* _What you are asked to do_:
Filter the lines below, keeping each one that holds "machine".

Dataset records
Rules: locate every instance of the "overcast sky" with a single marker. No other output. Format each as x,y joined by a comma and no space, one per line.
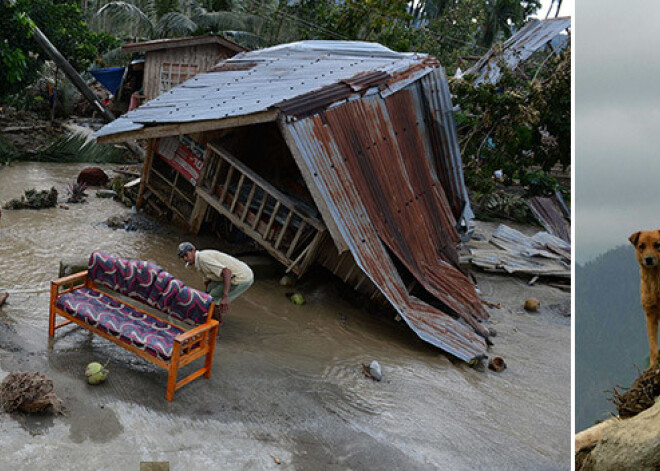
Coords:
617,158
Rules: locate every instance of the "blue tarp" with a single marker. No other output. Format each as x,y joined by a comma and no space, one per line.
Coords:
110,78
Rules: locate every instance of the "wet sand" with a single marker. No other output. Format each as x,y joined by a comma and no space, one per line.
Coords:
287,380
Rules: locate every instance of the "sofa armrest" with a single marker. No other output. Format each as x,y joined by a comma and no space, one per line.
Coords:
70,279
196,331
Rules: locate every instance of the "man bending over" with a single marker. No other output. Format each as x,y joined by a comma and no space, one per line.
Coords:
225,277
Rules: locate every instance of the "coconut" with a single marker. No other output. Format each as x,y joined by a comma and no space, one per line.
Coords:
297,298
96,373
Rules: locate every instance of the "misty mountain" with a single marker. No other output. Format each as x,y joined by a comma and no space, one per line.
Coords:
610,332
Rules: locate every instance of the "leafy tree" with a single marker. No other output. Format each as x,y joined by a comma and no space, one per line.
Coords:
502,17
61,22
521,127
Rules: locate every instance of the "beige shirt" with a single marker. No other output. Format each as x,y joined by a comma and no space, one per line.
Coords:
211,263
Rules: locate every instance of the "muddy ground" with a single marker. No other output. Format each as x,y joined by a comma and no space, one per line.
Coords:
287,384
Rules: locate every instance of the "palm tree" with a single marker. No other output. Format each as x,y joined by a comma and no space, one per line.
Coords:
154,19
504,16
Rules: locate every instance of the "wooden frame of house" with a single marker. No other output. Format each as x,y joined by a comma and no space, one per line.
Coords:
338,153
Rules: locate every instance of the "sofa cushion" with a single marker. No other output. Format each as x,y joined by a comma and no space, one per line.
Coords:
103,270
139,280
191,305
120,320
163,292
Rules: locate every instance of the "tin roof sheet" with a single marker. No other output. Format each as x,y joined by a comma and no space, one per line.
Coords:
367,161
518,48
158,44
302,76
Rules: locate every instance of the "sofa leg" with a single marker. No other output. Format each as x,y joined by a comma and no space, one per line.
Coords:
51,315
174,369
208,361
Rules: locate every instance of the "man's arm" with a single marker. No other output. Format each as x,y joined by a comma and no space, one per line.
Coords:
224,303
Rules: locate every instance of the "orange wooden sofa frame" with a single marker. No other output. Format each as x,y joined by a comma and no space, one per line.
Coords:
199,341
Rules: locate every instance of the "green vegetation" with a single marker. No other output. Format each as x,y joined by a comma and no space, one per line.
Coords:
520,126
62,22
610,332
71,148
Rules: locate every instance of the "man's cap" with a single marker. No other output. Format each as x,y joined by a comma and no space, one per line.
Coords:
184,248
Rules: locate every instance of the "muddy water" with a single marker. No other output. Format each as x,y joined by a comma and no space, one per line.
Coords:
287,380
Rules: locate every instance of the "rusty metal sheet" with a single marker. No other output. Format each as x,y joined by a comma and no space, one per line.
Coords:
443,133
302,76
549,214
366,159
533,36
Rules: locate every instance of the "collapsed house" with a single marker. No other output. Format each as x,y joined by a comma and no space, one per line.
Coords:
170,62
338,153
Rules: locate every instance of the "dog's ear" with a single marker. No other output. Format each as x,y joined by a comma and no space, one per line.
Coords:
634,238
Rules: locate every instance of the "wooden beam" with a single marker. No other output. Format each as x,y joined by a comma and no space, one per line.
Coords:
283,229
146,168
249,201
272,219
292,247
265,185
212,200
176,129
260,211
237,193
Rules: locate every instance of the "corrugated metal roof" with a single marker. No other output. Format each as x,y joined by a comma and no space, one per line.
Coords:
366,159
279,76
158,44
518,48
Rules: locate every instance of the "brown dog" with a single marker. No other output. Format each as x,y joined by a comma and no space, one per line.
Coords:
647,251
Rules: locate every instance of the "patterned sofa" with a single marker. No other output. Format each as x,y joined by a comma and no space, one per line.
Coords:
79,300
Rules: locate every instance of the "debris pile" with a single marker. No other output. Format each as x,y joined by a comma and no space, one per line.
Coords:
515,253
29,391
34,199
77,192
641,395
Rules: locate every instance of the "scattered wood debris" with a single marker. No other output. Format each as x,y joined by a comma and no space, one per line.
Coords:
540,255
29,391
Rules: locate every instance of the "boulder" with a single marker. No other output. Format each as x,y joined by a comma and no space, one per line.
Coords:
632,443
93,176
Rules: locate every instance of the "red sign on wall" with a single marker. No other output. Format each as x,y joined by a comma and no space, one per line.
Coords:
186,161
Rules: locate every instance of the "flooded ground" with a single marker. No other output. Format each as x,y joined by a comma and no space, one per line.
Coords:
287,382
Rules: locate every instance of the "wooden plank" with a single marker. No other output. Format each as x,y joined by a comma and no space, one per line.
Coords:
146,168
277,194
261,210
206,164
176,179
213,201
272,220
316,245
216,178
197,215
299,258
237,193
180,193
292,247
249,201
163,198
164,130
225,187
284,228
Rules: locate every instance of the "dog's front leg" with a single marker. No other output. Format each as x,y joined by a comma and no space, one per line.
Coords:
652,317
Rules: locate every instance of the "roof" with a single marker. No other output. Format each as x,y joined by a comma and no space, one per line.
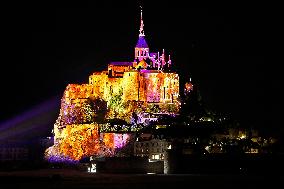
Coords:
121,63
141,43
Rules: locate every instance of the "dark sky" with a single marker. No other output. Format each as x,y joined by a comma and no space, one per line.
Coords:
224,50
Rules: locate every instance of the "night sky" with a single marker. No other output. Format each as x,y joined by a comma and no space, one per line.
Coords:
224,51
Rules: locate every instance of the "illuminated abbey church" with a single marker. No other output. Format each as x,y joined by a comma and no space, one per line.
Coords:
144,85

---

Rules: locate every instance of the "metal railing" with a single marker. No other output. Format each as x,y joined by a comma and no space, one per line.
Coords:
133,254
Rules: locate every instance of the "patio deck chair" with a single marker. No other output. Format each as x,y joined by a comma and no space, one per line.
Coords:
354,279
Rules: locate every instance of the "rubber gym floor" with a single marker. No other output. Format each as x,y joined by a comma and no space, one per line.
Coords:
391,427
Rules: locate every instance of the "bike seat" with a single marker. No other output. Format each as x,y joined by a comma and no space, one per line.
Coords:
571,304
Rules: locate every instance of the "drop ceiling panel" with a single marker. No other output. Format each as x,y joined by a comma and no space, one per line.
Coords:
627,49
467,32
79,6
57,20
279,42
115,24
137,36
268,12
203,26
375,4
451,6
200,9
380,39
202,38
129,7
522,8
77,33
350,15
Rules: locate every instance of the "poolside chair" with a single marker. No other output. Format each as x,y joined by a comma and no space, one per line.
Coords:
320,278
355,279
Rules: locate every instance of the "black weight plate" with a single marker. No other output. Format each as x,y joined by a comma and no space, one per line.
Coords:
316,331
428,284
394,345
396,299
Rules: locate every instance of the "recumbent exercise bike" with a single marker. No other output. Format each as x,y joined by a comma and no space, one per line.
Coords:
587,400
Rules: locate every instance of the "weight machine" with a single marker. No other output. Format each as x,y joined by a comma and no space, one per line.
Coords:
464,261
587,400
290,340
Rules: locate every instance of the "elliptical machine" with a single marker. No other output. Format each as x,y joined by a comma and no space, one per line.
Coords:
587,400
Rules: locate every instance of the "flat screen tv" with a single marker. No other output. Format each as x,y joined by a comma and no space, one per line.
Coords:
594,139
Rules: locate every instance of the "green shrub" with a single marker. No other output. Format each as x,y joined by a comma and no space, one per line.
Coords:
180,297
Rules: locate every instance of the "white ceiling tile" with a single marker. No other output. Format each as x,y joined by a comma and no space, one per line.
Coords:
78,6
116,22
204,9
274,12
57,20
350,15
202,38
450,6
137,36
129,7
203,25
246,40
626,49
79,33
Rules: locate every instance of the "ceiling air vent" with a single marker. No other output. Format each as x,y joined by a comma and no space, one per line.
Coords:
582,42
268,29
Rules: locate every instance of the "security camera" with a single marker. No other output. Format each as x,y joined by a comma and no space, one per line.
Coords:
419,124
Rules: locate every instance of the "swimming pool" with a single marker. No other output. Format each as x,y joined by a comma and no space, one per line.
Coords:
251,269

* * *

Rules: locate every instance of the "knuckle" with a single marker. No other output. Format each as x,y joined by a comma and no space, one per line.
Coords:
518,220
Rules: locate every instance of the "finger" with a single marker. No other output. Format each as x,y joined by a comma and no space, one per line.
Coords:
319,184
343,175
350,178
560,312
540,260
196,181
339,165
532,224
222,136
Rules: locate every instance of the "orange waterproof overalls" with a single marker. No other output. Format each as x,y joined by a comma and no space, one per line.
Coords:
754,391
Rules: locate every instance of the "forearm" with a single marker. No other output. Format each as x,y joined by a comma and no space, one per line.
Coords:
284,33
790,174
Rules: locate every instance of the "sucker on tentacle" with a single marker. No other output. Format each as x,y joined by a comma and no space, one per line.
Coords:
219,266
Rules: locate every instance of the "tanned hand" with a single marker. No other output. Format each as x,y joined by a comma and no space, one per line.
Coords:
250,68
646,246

* _Answer for this exercise_:
Rules: locate every instance of the "weight machine" with a single marker. No other output. Format each as x,y joined by a comma and no space, one per line.
Rules: locate every instance of the "elliptical machine" with a single marker. No other output. Format each as x,y joined by a comma and no space, one per line.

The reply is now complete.